◆ GIVEN REQUEST 1
Answer these questions from the passage that follows:
(a) What group does the author belong to?
(b) What kind of spectrum is typically used as the calibration spectrum?
(c) What is the title of the next item listed?

◆ PROVIDED PASSAGE

···

Next: AIPS Developments in the Nineties
Previous: Stellar Photometry with CCD Sub-Pixel Sensitivity Variations
Table of Contents --- Search ---
PS reprint
Francisco G. Valdes
IRAF Group, NOAO, PO Box 26732, Tucson, AZ 85726
One of the most challenging and time consuming steps in the processing of astronomical spectra is determining the instrumental dispersion function. In this paper the term dispersion coordinate refers to whatever units the observer choses. The dispersion function is determined by identifying spectral lines with known dispersion coordinates in a calibration spectrum (typically an arc-lamp spectrum) and fitting a function to the set of pixel position and dispersion coordinates.

···

◆ DATASET RECORDS
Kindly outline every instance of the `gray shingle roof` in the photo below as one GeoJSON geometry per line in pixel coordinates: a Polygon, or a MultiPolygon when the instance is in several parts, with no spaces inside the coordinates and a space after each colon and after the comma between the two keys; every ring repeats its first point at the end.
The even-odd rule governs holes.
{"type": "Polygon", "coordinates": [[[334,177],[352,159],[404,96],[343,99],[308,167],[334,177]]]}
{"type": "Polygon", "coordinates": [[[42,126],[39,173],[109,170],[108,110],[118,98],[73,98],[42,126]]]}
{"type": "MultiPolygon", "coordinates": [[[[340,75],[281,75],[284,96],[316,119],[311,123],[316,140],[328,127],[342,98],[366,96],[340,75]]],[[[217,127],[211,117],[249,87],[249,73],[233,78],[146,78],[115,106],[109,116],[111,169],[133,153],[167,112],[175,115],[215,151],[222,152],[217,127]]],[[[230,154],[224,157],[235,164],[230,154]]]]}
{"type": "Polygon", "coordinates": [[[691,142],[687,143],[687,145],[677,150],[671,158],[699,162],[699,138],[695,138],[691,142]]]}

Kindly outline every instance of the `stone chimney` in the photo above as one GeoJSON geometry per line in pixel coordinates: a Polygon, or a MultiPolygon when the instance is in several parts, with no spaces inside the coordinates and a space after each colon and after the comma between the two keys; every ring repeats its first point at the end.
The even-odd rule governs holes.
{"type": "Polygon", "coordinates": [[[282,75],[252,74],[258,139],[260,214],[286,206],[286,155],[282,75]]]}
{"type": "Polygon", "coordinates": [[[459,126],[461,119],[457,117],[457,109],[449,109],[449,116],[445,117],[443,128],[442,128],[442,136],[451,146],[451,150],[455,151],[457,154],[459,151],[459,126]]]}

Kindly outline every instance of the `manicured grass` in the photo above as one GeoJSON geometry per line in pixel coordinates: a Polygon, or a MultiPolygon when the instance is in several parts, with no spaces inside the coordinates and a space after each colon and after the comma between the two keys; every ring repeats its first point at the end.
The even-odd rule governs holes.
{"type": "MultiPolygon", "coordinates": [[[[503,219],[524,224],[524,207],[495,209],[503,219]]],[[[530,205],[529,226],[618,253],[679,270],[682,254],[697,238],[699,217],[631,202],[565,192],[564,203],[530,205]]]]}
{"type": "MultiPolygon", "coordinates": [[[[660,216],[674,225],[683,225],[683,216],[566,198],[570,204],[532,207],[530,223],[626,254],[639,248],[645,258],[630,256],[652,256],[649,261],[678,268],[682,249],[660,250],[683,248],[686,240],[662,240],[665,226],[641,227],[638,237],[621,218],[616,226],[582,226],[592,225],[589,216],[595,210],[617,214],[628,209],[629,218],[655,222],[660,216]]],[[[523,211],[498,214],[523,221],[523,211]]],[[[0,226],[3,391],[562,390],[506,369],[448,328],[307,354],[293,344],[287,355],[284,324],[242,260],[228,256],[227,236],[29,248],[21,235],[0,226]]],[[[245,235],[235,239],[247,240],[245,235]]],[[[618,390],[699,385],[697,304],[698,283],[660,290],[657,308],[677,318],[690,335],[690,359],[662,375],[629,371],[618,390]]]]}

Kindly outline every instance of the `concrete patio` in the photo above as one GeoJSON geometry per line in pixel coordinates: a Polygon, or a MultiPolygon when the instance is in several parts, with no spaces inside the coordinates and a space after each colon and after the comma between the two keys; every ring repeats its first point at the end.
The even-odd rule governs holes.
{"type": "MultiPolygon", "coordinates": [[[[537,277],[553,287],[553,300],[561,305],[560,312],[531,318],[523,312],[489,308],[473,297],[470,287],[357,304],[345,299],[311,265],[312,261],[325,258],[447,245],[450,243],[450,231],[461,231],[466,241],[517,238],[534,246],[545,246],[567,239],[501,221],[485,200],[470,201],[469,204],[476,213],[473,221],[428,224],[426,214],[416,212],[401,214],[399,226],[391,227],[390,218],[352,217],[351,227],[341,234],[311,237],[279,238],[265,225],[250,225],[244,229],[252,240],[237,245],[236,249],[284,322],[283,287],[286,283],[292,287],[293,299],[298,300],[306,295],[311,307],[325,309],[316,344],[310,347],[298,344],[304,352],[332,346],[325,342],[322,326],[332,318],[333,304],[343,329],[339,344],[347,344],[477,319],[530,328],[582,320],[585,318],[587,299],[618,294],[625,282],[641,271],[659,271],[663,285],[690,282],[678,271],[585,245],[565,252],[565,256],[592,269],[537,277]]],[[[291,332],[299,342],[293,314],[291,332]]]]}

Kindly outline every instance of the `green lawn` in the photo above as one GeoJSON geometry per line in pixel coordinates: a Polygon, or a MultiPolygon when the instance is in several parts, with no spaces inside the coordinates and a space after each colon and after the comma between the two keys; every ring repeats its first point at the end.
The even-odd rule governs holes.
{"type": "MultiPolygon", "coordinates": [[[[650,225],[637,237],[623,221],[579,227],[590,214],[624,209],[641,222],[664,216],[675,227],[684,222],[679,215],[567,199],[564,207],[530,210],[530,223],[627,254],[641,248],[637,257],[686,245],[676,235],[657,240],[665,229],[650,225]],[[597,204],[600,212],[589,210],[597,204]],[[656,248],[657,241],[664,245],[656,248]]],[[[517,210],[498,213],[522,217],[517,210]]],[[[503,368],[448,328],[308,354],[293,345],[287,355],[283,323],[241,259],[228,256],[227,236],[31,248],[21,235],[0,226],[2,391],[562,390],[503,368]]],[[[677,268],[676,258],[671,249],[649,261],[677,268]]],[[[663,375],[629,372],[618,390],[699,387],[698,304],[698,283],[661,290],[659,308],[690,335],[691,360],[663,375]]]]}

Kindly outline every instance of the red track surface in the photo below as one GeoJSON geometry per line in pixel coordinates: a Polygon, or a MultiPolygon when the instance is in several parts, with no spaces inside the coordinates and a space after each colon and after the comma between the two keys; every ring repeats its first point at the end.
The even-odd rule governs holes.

···

◆ GIVEN REQUEST 2
Repeat the rows word for word, starting at the line containing "Kindly outline every instance of the red" and continuing up to and including the final line of the rows.

◆ FINAL ANSWER 1
(a) The IRAF Group, NOAO
(b) An arc-lamp spectrum
(c) AIPS Developments in the Nineties

◆ FINAL ANSWER 2
Kindly outline every instance of the red track surface in the photo below as one GeoJSON geometry per line in pixel coordinates: a Polygon, or a MultiPolygon when the instance is in several parts, with no spaces inside the coordinates and a space after each colon and after the comma between the two keys; every ring repeats its first point at the end.
The even-odd rule governs holes.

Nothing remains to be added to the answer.